[Referring expression data]

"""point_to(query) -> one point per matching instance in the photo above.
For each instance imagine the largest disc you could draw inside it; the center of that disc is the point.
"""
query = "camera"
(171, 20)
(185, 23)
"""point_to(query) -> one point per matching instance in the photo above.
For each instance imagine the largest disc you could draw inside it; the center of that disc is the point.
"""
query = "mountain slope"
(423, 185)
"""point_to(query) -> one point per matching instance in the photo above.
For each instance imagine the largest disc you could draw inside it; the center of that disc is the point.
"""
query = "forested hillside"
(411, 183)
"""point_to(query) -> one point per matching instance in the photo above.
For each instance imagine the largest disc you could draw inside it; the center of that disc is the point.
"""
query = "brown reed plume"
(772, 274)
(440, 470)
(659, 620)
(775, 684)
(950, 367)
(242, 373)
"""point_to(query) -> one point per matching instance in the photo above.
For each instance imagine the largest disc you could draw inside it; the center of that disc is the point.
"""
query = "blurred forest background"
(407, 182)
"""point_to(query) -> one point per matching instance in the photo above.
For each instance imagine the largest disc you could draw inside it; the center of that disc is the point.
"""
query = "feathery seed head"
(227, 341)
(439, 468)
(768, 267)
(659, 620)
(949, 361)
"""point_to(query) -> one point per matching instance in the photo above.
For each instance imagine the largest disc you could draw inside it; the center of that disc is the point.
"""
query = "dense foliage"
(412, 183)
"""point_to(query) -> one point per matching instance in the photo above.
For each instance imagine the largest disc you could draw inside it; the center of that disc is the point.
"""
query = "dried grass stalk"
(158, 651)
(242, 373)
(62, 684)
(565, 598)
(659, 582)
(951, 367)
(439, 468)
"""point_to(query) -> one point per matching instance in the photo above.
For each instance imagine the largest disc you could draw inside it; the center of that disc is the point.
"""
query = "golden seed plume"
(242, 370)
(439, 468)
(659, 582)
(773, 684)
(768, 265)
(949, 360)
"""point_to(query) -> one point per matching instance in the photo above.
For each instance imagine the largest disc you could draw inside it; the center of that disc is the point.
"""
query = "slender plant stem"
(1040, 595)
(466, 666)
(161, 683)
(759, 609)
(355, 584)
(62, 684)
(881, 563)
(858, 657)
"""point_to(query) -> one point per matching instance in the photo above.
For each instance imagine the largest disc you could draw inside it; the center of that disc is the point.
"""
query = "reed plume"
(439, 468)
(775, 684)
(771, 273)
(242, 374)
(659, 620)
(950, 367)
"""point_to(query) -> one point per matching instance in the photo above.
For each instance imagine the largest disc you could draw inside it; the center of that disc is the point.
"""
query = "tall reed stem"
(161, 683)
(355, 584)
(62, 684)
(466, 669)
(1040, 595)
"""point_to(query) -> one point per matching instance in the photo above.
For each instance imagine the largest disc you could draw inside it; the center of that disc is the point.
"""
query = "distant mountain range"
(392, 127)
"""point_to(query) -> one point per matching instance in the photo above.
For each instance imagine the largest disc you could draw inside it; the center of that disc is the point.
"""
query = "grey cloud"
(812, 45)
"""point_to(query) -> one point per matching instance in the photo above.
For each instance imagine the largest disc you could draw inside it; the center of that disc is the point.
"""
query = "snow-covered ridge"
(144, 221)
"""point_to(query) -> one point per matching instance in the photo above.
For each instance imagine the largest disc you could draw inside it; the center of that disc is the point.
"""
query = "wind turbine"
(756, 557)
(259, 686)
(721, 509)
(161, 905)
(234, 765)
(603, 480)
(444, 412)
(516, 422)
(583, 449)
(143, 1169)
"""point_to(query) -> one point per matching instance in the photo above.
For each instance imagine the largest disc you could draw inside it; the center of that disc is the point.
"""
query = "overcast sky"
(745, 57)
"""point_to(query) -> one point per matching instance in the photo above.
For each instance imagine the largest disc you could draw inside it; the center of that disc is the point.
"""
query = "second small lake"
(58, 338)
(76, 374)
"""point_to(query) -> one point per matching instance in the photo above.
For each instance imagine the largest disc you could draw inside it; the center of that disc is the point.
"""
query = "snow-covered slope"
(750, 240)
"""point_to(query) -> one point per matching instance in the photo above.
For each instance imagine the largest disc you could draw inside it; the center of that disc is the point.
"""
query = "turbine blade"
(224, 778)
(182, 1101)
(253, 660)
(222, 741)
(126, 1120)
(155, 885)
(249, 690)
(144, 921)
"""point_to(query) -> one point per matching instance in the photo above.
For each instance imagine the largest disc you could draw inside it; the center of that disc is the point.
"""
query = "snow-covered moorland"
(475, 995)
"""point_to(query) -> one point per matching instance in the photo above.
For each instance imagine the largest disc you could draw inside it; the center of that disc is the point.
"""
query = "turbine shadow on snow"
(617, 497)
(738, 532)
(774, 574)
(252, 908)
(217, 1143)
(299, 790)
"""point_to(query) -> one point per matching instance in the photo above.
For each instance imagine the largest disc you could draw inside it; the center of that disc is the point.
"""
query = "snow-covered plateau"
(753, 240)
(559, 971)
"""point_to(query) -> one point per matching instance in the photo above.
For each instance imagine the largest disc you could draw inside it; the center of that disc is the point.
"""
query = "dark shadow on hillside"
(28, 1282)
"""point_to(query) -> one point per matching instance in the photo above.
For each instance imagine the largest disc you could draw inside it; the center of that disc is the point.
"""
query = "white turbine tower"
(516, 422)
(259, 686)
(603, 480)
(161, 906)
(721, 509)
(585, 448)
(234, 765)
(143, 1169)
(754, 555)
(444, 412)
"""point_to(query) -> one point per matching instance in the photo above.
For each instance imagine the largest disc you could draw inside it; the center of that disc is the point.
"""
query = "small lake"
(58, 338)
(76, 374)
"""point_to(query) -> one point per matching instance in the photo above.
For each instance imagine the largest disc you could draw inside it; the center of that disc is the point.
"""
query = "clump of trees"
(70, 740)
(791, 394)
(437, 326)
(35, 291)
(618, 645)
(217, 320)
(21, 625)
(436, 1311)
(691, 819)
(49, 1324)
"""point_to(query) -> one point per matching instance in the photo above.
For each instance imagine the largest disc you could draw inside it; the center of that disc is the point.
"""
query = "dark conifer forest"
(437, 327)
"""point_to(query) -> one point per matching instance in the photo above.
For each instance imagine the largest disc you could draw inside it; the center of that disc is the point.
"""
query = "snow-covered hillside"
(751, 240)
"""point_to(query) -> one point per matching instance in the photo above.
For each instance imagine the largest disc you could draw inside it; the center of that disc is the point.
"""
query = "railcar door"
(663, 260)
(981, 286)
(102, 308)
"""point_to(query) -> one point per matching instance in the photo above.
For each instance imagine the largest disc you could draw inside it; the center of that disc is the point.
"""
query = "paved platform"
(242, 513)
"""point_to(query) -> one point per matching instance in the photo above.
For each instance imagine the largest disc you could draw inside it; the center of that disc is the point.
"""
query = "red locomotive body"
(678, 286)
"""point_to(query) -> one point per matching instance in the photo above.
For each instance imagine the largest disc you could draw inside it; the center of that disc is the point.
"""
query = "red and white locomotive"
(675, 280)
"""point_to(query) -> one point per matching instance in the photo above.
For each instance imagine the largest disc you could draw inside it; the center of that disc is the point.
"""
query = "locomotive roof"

AIM OF THE TASK: Nothing in the data above should change. Please copy it all.

EXPECTED OUTPUT:
"""point_to(query) -> one point per matching instance in the photo above.
For each instance imagine the largest disc you could draw inside it; the center of that disc is the point.
"""
query = "camera"
(171, 20)
(185, 23)
"""point_to(query) -> one point per matching instance in the photo above.
For each instance imagine the largest disc you could draw inside it; the center of that disc is the point.
"""
query = "mountain slope"
(423, 185)
"""point_to(query) -> one point per matching instance in the photo above.
For each instance imagine the largest disc you could draw inside it; the center of that disc is the point.
"""
query = "forested hillside"
(411, 183)
"""point_to(query) -> one point per matching instance in the photo above.
For each instance imagine the largest disc you could draw inside it; the center of that disc is the point.
"""
query = "brown reed plume"
(772, 274)
(440, 470)
(659, 620)
(775, 684)
(950, 367)
(242, 373)
"""point_to(query) -> one point per matching instance in the photo above.
For each instance imagine the largest disc you could draw inside it; the center of that disc is the point.
"""
query = "blurred forest background"
(407, 182)
"""point_to(query) -> one point per matching instance in the photo above.
For each instance imagine the largest disc you could draw inside it; the center of that disc is the point.
"""
query = "feathery seed head"
(227, 341)
(439, 468)
(768, 267)
(659, 620)
(949, 361)
"""point_to(query) -> one point per matching instance in the photo above.
For each instance imagine the largest disc you could draw inside it; the center of that disc is the point.
"""
query = "dense foliage"
(412, 183)
"""point_to(query) -> one point per matching instance in the photo above.
For each instance imagine the largest disc you could draw inside it; the center of that disc is the point.
"""
query = "dried grass stalk"
(158, 651)
(242, 373)
(62, 684)
(565, 598)
(659, 582)
(951, 367)
(439, 468)
"""point_to(query) -> one point per matching instance in the photo above.
For each instance imagine the largest disc you could draw inside it; the center of that disc is the point.
"""
query = "golden seed plume"
(242, 370)
(439, 468)
(659, 582)
(773, 684)
(768, 265)
(949, 360)
"""point_to(query) -> one point per matching instance in the photo above.
For each instance imagine the largest disc you could draw inside it; the center of that disc is the point.
"""
query = "slender plant stem"
(1040, 595)
(466, 666)
(161, 683)
(759, 609)
(355, 584)
(62, 684)
(881, 563)
(858, 657)
"""point_to(query) -> one point per matching instance in the photo above.
For each instance imagine the largest disc you could draw inside it; the center of that disc is the point.
"""
query = "reed plume"
(439, 468)
(775, 684)
(771, 273)
(242, 374)
(659, 620)
(950, 367)
"""point_to(query) -> one point per matching instance in the photo above.
For each instance imagine the largest disc you could draw inside it; the center of that disc is the point.
"""
query = "tall reed stem"
(161, 683)
(355, 584)
(62, 684)
(466, 669)
(1040, 595)
"""point_to(query) -> one point per matching instance in the photo above.
For each instance imagine the largest disc you could draw inside it; the center of that disc is the point.
"""
query = "distant mountain range"
(392, 127)
"""point_to(query) -> one point per matching instance in the photo above.
For each instance imagine the largest disc you could draw inside it; the center of that disc is the point.
"""
query = "grey cloud"
(812, 45)
"""point_to(query) -> one point per matching instance in the photo above.
For each instance imagine the largest disc you could draw inside it; the center of that disc is the point.
"""
query = "snow-covered ridge"
(144, 221)
"""point_to(query) -> one point per matching instance in the photo above.
For each instance imagine the largest disc you could draw inside it; the center of that disc is the point.
"""
query = "wind turbine"
(756, 557)
(259, 686)
(721, 509)
(161, 905)
(234, 765)
(603, 480)
(444, 412)
(516, 422)
(583, 449)
(143, 1169)
"""point_to(query) -> one point per matching instance in the photo above.
For each instance imagine the largest disc you could draw inside it; the center of that disc is the point.
"""
query = "overcast sky"
(745, 57)
"""point_to(query) -> one point per matching instance in the photo above.
For each instance imagine the largest disc you could draw inside it; the center of that disc is the point.
"""
query = "second small lake"
(58, 338)
(76, 374)
"""point_to(query) -> one point per matching instance in the photo above.
For each instance imagine the largest disc you could draw inside it; the center of that disc is the point.
"""
query = "snow-covered slope"
(750, 240)
"""point_to(query) -> one point per matching instance in the photo above.
For each instance imagine the largest disc you could draw inside it; the center of that disc is the point.
"""
query = "turbine blade"
(224, 778)
(182, 1101)
(253, 660)
(222, 741)
(126, 1120)
(155, 885)
(249, 690)
(144, 921)
"""point_to(query) -> one point per matching instance in the photo above.
For each instance imagine the largest disc you could draw inside it; the center of that disc is the point.
"""
query = "snow-covered moorland"
(475, 995)
"""point_to(query) -> one point per matching instance in the photo above.
For each instance imagine the largest disc you could draw inside it; the center of that disc is the point.
"""
query = "turbine shadow on snow"
(617, 497)
(738, 532)
(774, 574)
(252, 908)
(217, 1143)
(299, 790)
"""point_to(query) -> one point per matching instance in the photo above.
For each instance imagine the largest disc you could draw inside it; the center of that disc is the point.
"""
query = "snow-covered plateau"
(753, 240)
(559, 971)
"""point_to(query) -> one point per matching instance in the photo above.
For each instance imagine the largest disc you could draw inside it; the center of that disc is the point.
"""
query = "dark shadow on hillside"
(28, 1282)
"""point_to(query) -> one point per matching instance in the photo above.
For each instance imagine the largest disc you could draw inside it; the center of that disc is the point.
"""
query = "white turbine tower"
(516, 422)
(259, 686)
(603, 480)
(161, 906)
(721, 509)
(585, 448)
(234, 765)
(143, 1169)
(754, 555)
(444, 412)
"""point_to(query) -> one point per matching instance in the photo above.
For each instance imagine the largest disc you could draw inside it; the center of that disc is the point.
"""
query = "small lake"
(58, 338)
(76, 374)
"""point_to(query) -> one point per matching instance in the photo above.
For each instance imagine the largest disc you could draw inside it; the center of that disc is the point.
"""
query = "clump of trees"
(70, 740)
(791, 394)
(437, 326)
(35, 291)
(618, 645)
(217, 320)
(21, 625)
(436, 1311)
(691, 819)
(49, 1324)
"""point_to(query) -> one point per matching instance in the photo above.
For each instance imagine the largest disc you could draw inside it; the center of that disc is the point.
"""
query = "dark conifer forest"
(437, 327)
"""point_to(query) -> one point per matching instance in the photo above.
For each instance imagine the largest disc you could draw inside it; the center of that disc is the point.
"""
query = "snow-covered hillside"
(751, 240)
"""point_to(query) -> one point per matching instance in the photo above.
For each instance imagine the largest disc you could draw inside it; the center of that disc is the point.
"""
query = "railcar door"
(663, 260)
(981, 286)
(102, 308)
"""point_to(query) -> one point per matching instance in the photo above.
For each instance imagine the largest disc you could draw inside it; the center of that disc is the point.
"""
query = "paved platform"
(242, 513)
"""point_to(query) -> one point per matching instance in the photo above.
For each instance imagine the largest disc you could draw inside it; the center of that disc is the point.
"""
query = "red locomotive body"
(678, 286)
"""point_to(query) -> one point per matching instance in the photo above.
For each instance imagine the largest disc you could draw inside it; the center of that disc is the point.
"""
query = "red and white locomotive"
(675, 280)
"""point_to(query) -> one point per matching instance in the photo above.
For each instance imagine the largest disc you could draw inside it; the center of that disc is the point.
"""
query = "locomotive roof"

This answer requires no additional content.